Copy the data from the line that contains "Practice. Locate the yellow" to its last line, exactly, including both of those lines and leaving out everything before.

start

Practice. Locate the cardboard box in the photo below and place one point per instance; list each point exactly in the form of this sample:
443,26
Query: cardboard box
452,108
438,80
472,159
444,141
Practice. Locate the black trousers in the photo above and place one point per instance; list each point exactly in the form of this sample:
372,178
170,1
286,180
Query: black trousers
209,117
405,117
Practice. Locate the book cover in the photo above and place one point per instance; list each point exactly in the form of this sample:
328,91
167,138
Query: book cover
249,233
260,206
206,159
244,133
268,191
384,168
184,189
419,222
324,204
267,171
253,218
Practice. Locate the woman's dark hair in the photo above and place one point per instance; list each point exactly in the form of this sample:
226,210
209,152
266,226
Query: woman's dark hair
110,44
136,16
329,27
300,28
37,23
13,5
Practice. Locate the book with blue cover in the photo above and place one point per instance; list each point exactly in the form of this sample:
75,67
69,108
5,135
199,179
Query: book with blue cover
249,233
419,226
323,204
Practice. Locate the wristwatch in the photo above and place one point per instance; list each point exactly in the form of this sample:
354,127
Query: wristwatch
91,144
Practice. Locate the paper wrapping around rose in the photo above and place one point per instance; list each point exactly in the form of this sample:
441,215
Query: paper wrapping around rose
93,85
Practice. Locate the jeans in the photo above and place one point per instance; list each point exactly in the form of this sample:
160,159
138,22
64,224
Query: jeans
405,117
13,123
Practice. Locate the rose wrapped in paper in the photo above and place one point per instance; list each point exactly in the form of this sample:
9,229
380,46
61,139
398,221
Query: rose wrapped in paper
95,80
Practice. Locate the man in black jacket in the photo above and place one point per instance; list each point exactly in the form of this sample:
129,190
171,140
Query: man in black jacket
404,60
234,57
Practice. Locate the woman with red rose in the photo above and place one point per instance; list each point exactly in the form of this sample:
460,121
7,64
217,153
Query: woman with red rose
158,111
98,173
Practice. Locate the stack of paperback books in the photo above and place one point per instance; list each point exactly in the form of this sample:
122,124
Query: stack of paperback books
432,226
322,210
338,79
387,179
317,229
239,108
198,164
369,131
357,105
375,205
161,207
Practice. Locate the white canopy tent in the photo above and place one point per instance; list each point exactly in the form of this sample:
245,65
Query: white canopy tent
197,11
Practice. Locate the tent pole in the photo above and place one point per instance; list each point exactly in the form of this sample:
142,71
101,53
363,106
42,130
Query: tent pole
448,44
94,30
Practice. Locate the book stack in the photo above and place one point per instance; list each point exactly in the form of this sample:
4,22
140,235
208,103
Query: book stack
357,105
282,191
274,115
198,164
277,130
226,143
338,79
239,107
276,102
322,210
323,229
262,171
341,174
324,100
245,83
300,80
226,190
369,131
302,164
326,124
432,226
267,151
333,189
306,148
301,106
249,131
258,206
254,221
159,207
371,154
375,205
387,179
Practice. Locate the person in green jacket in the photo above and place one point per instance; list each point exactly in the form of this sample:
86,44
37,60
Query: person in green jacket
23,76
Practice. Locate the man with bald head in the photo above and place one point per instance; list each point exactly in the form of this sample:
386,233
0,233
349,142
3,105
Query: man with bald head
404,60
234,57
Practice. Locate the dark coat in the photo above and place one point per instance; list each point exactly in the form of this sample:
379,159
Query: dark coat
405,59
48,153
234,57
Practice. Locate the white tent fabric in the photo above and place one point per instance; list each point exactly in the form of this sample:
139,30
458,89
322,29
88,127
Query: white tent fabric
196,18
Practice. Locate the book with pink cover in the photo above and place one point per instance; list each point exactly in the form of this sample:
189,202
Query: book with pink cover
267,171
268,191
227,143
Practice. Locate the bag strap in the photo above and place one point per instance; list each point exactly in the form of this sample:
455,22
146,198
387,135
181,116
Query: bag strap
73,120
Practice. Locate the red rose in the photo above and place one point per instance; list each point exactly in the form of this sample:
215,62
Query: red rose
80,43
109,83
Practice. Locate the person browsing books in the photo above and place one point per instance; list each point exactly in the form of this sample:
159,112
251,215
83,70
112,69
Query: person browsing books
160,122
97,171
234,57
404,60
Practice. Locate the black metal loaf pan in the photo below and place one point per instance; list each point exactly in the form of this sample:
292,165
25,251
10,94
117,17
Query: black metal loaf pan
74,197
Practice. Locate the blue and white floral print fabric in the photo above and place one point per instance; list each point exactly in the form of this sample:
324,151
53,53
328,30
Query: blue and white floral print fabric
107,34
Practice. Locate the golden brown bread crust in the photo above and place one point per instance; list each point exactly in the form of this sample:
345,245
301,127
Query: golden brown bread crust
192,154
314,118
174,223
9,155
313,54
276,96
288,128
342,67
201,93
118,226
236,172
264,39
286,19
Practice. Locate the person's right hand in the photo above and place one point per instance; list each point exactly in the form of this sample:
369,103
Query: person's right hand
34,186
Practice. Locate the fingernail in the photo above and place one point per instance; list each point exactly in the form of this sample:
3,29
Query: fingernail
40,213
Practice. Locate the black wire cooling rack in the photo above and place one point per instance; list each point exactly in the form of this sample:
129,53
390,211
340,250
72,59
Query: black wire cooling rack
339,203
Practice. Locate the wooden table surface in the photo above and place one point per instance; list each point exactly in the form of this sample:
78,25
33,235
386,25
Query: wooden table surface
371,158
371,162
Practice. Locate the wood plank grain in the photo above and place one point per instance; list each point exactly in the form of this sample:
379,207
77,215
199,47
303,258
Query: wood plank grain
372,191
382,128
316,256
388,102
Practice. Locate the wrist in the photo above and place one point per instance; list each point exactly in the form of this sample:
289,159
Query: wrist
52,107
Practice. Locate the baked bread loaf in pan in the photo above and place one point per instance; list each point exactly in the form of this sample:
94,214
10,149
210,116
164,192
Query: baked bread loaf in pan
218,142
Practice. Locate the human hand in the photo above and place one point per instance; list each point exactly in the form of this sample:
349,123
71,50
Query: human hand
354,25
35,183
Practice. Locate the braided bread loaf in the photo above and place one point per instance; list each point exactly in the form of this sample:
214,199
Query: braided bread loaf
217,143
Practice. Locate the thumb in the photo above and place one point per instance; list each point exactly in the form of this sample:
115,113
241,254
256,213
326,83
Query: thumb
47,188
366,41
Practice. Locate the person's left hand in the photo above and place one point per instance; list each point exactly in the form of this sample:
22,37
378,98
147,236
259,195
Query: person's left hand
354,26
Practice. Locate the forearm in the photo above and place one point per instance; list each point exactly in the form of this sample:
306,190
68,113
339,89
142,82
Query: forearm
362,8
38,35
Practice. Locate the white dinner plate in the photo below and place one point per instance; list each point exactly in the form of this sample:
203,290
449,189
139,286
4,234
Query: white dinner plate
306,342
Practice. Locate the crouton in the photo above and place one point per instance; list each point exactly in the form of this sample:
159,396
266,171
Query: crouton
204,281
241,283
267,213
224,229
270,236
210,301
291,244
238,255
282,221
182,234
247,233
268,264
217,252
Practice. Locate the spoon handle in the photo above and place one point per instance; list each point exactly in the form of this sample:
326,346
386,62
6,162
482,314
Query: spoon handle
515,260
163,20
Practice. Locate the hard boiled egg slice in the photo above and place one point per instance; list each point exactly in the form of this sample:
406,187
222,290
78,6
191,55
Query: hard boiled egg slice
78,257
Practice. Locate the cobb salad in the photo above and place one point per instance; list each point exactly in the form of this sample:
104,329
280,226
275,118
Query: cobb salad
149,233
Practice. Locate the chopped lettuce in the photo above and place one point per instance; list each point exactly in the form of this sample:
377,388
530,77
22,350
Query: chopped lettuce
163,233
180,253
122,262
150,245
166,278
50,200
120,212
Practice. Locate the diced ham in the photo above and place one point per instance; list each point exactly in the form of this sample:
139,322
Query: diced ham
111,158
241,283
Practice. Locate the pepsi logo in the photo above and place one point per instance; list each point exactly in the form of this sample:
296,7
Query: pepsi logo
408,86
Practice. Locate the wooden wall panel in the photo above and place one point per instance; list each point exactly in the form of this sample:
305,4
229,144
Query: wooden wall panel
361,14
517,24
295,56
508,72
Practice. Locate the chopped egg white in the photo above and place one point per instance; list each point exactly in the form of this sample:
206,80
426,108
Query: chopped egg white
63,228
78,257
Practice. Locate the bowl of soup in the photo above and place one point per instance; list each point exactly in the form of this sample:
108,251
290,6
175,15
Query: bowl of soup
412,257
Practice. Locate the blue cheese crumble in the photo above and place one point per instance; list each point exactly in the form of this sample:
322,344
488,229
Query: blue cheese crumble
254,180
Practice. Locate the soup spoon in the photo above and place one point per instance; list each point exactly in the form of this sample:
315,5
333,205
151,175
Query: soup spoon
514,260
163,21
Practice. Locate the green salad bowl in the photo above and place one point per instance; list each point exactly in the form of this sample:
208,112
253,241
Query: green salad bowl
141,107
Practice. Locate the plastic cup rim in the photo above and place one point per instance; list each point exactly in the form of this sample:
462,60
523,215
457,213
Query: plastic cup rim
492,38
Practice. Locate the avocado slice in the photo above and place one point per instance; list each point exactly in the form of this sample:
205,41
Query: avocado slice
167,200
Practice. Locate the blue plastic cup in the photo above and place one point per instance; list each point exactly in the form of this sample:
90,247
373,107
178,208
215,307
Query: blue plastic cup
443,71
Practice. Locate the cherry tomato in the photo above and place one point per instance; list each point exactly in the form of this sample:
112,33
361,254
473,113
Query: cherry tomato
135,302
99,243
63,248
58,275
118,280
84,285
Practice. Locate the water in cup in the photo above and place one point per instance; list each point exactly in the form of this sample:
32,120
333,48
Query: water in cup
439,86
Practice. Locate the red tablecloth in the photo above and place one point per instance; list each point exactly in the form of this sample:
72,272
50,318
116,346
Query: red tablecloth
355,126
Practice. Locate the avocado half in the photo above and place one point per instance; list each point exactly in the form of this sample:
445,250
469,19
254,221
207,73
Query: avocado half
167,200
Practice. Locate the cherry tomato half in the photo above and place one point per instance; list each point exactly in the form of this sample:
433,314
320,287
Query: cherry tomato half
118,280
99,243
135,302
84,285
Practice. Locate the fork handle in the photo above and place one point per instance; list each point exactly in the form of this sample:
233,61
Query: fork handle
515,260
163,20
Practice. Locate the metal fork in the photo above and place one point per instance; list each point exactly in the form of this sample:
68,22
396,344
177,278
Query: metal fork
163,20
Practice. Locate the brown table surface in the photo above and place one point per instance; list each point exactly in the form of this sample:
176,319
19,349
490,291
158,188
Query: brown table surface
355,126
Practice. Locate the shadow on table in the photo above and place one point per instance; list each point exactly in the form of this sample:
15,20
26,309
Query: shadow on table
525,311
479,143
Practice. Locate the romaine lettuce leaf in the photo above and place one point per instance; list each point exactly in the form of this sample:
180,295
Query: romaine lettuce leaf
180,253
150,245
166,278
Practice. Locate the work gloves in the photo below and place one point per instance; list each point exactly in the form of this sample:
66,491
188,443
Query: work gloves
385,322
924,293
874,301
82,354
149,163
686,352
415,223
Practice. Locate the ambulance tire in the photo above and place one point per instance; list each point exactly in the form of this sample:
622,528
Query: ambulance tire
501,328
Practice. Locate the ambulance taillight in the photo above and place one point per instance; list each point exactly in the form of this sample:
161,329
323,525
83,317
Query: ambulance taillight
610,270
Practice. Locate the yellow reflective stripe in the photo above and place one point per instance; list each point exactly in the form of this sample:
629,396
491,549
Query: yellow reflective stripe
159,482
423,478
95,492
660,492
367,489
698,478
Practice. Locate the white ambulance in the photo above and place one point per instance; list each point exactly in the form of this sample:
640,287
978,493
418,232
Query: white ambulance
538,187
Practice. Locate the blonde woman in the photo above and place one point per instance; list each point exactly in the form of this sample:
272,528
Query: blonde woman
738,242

end

REPLY:
Practice. Locate the yellow reflective stripe in the photo above and place one point per instance; list each point exactly in the form of this sample:
629,396
491,549
Query: yellow reflective stripe
159,482
423,478
95,492
660,492
367,489
698,478
Practice. Locate the white ambulance in the photo above and place one point per instance; list each point exactly in the form of this sample:
640,287
978,493
418,232
Query: white ambulance
538,187
Practice. Locate the blonde woman in the photo above and place one point per instance; list each point exactly in the form of this sample:
272,528
Query: blonde woman
738,242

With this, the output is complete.